## What to produce
Copy the listing from the line containing "Place a point on the blue jeans, one" through its end, swapping "mud flap" for "rear bumper" and leaving everything else unchanged.

## Exercise data
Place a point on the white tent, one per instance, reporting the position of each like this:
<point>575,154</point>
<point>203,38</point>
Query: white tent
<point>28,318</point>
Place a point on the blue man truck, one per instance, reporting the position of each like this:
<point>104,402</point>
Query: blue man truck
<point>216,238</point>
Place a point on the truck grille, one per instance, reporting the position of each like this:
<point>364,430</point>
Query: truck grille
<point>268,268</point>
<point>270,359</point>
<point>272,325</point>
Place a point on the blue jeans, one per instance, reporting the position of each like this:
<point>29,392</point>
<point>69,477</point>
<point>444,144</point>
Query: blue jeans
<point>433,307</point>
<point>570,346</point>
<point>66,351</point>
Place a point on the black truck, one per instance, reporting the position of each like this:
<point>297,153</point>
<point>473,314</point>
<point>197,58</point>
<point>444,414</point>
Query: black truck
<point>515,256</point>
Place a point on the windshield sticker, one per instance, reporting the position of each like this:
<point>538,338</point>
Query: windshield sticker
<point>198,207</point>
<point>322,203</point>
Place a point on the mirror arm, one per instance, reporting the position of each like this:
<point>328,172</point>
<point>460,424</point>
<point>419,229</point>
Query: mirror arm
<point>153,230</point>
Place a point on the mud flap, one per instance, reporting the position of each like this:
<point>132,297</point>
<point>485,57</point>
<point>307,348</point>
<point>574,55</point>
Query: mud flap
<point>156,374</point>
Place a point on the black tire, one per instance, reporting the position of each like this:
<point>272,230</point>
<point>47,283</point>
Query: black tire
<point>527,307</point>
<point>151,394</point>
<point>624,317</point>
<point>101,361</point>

## Answer for this exercise
Place a point on the blue jeans, one per instance, reporting the position of each like this:
<point>29,392</point>
<point>69,477</point>
<point>444,144</point>
Query: blue jeans
<point>433,307</point>
<point>570,346</point>
<point>66,351</point>
Place a point on the black truck, one per instance, reporting the position of each like this:
<point>297,153</point>
<point>473,314</point>
<point>197,58</point>
<point>444,414</point>
Query: black truck
<point>515,256</point>
Place a point on the windshield sticker, one per instance, reporting the position of each like this:
<point>538,338</point>
Query: windshield sticker
<point>198,207</point>
<point>322,203</point>
Place a point on the mirror arm, one per instance, reporting the position of each like this:
<point>328,172</point>
<point>460,424</point>
<point>419,229</point>
Query: mirror arm
<point>153,230</point>
Place a point on the rear bumper, one per instance, reporting the position of each like this:
<point>132,297</point>
<point>485,57</point>
<point>307,348</point>
<point>574,55</point>
Query: rear bumper
<point>156,374</point>
Place a point on the black tire, one per instance, reporting the position of each like this:
<point>272,230</point>
<point>47,283</point>
Query: black tire
<point>527,307</point>
<point>151,394</point>
<point>624,317</point>
<point>101,361</point>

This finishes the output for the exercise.